Records for this task.
● ● ● ● ● ● ●

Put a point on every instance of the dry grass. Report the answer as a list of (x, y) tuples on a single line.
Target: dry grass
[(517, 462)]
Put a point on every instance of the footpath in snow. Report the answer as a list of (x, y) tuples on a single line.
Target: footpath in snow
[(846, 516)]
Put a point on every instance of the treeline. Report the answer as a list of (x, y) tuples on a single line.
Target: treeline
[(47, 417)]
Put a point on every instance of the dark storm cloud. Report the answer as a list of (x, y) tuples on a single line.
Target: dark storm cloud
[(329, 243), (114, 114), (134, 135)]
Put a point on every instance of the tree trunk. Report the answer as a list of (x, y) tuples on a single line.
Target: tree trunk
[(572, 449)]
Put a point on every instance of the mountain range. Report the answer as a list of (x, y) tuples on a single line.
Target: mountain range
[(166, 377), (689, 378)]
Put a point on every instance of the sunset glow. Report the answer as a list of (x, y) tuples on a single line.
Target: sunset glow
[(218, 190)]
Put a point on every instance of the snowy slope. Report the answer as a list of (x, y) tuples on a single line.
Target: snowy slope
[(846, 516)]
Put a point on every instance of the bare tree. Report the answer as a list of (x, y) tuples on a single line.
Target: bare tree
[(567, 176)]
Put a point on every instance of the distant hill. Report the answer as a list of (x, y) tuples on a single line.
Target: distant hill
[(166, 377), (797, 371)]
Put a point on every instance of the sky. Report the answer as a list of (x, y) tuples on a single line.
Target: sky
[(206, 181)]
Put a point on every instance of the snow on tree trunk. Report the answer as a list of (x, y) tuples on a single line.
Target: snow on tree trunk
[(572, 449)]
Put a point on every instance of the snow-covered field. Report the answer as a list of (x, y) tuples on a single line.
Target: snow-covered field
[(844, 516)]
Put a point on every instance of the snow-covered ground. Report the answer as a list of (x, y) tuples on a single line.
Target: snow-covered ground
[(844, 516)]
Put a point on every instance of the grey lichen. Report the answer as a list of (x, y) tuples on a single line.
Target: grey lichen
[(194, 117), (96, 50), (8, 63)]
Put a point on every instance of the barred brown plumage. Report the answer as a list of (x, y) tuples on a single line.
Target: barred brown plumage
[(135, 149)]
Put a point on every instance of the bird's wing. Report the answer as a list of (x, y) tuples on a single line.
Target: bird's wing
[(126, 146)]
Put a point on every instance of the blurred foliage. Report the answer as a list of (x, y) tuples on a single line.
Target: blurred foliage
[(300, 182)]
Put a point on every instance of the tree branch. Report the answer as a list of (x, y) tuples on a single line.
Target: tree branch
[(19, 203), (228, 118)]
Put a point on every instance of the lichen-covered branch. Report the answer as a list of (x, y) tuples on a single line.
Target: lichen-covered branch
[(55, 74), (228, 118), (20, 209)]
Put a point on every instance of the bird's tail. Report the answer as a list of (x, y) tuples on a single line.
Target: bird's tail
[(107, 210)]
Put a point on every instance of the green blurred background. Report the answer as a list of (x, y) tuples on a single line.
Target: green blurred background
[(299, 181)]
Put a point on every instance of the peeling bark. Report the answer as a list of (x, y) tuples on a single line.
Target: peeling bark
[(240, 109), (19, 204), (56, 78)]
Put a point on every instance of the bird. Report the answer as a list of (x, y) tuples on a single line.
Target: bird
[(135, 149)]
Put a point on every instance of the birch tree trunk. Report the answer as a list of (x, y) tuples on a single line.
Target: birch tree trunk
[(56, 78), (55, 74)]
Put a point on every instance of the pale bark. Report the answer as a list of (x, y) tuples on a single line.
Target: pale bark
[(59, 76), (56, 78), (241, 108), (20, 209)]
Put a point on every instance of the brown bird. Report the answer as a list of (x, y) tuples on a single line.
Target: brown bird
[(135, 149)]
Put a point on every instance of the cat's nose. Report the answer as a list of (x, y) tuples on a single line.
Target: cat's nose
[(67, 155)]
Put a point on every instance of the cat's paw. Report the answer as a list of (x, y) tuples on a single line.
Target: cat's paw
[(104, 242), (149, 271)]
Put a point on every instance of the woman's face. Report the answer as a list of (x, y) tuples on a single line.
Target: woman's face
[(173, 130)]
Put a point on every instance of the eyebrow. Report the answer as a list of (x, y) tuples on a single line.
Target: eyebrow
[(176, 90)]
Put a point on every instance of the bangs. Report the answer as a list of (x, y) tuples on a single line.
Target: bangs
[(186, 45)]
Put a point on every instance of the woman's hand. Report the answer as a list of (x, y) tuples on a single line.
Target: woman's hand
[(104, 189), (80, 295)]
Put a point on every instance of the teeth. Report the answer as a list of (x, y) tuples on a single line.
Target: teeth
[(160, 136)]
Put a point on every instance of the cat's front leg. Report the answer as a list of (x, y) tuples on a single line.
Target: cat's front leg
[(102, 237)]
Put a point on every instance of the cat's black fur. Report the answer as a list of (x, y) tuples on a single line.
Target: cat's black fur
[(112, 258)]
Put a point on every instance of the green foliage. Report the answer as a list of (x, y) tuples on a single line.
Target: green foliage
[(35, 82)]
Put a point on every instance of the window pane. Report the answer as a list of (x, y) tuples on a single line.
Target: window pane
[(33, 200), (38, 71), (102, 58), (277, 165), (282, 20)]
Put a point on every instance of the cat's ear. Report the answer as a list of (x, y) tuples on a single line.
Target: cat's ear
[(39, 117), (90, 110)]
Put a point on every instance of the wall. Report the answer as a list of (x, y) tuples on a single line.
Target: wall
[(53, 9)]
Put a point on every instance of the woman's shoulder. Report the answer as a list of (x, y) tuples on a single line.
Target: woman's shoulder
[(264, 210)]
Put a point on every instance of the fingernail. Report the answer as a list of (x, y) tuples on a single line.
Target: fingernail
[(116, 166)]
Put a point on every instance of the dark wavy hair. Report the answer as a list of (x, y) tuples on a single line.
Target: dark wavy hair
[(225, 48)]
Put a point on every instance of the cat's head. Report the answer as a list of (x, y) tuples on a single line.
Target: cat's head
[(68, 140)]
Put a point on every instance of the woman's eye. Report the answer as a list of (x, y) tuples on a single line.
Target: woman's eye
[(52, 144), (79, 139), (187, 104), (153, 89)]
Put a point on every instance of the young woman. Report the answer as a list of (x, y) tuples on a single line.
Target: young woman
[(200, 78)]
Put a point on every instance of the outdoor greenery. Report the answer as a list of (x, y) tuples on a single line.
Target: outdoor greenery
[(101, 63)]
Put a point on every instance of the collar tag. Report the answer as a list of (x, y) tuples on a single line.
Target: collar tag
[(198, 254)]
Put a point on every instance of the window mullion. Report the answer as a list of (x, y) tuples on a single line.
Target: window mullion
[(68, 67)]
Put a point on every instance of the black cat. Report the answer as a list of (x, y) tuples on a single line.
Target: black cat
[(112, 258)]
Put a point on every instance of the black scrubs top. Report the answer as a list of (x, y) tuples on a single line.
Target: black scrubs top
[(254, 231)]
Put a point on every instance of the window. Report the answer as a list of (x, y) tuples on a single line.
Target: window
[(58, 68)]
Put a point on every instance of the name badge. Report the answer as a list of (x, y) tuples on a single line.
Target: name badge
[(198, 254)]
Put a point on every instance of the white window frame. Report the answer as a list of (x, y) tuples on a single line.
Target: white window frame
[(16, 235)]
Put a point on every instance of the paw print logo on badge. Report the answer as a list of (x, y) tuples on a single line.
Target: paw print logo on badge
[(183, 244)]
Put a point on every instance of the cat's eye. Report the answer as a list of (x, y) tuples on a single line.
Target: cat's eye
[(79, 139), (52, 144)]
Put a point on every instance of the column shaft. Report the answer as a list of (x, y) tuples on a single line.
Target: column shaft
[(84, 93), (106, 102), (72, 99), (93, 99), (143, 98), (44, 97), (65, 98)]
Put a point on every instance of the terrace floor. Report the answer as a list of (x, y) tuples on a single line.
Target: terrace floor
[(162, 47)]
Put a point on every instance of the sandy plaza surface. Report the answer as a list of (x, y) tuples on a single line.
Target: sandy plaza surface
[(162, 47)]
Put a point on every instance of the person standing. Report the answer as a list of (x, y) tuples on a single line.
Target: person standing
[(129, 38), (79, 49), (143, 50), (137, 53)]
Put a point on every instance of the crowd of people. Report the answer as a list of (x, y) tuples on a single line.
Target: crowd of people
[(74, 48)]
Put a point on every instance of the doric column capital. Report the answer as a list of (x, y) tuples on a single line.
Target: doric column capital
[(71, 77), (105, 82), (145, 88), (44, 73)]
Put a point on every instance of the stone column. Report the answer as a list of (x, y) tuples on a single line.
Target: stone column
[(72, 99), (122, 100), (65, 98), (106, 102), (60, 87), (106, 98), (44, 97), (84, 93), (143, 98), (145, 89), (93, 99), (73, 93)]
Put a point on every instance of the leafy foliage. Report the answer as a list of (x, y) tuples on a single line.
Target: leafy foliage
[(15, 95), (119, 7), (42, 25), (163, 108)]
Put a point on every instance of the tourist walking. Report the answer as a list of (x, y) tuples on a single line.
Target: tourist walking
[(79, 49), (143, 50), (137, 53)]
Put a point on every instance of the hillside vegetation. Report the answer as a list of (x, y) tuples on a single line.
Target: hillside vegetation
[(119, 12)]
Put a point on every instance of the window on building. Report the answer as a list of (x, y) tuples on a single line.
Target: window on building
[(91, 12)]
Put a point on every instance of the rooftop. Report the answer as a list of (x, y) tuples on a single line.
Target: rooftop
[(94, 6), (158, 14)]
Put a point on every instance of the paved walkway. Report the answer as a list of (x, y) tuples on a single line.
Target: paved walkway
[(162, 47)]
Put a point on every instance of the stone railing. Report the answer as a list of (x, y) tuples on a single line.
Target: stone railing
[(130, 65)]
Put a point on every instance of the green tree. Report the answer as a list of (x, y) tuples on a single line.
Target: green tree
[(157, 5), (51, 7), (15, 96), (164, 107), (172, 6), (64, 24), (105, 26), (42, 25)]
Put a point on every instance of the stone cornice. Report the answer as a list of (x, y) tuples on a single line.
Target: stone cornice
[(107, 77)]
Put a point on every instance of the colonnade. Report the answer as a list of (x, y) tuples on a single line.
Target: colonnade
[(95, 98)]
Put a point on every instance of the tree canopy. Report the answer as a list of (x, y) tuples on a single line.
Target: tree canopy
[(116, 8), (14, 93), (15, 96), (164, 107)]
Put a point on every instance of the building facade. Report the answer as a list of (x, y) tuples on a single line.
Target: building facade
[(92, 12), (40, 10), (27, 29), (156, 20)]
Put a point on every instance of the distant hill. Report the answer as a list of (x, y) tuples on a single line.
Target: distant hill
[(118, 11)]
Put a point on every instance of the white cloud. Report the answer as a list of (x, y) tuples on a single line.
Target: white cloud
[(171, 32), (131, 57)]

● ● ● ● ● ● ●

Problem to work on.
Can you replace "doric column capital" with "ionic column capital" in the part of the data that opens with the line containing "Put a point on every instance of the doric" and closes with the line containing "[(71, 77), (105, 82), (145, 88), (44, 73)]", giving back only those lines with everything else left unchanged?

Exercise response.
Put a point on every instance of the ionic column capital. Report the answer as a list of (x, y) tuples on a single line.
Target: ionic column capital
[(71, 77), (105, 82), (145, 88), (44, 73)]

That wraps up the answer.